**Supplied records**
..............................

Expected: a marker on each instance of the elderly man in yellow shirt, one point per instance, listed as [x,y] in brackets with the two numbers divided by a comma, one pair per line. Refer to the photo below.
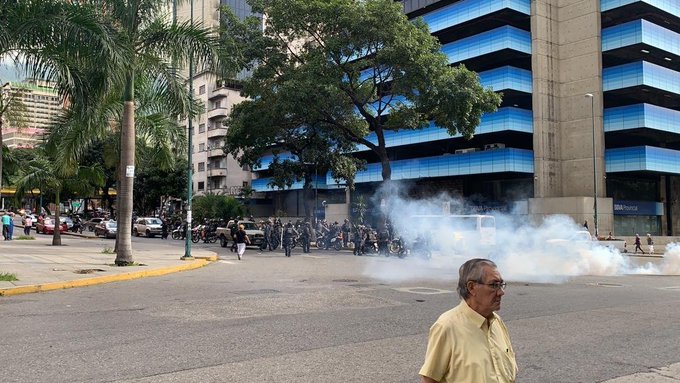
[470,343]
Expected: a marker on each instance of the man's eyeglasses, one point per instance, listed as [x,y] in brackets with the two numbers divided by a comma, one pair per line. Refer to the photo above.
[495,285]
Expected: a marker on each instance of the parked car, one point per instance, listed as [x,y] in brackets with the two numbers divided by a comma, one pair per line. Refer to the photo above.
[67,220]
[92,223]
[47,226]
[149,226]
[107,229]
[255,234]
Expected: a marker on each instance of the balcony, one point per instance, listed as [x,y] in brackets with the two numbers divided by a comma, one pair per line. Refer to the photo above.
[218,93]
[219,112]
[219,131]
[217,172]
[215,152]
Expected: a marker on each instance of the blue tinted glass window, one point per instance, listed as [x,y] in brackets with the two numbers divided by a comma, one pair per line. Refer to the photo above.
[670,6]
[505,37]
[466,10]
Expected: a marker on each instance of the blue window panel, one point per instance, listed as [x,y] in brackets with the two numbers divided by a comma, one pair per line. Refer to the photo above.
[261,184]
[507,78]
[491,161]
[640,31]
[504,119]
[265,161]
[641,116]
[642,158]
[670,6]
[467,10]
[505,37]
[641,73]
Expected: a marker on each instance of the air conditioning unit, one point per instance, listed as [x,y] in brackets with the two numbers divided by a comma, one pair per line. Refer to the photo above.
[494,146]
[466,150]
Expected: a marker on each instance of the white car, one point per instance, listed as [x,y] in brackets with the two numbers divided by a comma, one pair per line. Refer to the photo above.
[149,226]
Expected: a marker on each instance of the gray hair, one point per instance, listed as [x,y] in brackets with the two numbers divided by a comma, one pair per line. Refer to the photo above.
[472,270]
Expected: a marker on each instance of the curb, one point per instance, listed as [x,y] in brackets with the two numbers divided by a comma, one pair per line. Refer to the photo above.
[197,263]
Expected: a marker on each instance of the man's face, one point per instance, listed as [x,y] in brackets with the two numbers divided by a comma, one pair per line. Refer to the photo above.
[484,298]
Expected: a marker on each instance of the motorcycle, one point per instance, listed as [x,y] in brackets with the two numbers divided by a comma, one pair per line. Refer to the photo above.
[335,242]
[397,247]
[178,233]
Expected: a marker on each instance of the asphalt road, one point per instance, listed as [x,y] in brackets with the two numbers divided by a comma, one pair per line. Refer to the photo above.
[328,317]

..............................

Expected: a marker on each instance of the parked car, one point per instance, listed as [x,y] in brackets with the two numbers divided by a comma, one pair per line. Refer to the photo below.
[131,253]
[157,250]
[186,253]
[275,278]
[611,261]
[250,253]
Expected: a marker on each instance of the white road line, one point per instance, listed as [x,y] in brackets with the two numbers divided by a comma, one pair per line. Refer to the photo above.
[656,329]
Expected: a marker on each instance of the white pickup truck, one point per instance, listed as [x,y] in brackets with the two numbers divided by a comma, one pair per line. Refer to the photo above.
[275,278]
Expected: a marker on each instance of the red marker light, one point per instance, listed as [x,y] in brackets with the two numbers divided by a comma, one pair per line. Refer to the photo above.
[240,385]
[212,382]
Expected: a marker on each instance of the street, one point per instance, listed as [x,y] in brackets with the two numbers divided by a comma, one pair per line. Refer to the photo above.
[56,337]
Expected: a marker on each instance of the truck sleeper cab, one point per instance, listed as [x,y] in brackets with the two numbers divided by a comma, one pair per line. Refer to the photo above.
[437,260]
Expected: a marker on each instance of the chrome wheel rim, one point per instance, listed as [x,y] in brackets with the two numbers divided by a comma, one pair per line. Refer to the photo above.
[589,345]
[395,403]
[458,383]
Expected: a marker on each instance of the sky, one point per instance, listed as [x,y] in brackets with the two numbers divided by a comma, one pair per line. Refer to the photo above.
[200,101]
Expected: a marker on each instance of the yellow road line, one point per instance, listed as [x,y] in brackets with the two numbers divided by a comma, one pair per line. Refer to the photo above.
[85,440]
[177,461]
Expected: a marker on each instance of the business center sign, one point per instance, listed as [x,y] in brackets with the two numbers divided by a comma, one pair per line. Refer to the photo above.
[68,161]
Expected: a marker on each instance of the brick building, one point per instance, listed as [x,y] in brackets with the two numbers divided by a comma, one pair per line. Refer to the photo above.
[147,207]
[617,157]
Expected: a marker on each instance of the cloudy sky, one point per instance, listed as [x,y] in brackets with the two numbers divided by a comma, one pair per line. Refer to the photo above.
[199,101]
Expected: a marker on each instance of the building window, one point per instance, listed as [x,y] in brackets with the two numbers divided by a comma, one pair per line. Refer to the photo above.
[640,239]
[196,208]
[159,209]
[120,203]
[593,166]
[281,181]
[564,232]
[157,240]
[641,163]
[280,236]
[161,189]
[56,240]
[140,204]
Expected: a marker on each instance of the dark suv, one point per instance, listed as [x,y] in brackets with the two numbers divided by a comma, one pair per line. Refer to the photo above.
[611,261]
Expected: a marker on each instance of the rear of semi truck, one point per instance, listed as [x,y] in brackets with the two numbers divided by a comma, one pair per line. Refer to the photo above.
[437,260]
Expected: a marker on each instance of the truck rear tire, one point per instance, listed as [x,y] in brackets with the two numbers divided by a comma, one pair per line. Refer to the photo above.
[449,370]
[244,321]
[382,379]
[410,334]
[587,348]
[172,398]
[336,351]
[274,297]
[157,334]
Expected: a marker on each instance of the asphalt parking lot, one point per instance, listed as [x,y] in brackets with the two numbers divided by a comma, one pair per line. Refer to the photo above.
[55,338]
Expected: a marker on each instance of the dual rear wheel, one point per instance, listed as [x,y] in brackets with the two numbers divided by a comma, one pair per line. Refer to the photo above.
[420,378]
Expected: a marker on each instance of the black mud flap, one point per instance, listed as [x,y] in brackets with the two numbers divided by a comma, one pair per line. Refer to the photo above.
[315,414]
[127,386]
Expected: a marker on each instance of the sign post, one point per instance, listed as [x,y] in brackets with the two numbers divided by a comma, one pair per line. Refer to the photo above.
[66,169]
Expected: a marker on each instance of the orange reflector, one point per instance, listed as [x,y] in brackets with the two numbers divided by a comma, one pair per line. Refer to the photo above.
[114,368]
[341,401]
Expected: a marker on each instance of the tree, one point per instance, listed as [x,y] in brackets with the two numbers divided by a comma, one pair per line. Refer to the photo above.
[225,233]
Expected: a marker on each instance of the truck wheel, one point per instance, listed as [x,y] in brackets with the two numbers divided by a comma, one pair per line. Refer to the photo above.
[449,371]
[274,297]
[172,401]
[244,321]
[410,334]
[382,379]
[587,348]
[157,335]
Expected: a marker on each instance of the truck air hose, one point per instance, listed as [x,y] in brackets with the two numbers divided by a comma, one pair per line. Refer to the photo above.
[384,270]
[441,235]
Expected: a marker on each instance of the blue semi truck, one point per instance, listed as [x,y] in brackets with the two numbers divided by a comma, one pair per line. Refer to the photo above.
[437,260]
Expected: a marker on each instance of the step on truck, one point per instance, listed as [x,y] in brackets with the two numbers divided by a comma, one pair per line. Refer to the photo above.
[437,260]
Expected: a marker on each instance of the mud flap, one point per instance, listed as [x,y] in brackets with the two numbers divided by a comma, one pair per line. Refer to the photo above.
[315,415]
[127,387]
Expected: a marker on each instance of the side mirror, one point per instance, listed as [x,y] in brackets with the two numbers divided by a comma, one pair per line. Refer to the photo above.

..............................

**Stated goal**
Count how many lines in the items above contain the word "parked", and give only that number.

**Exercise response**
2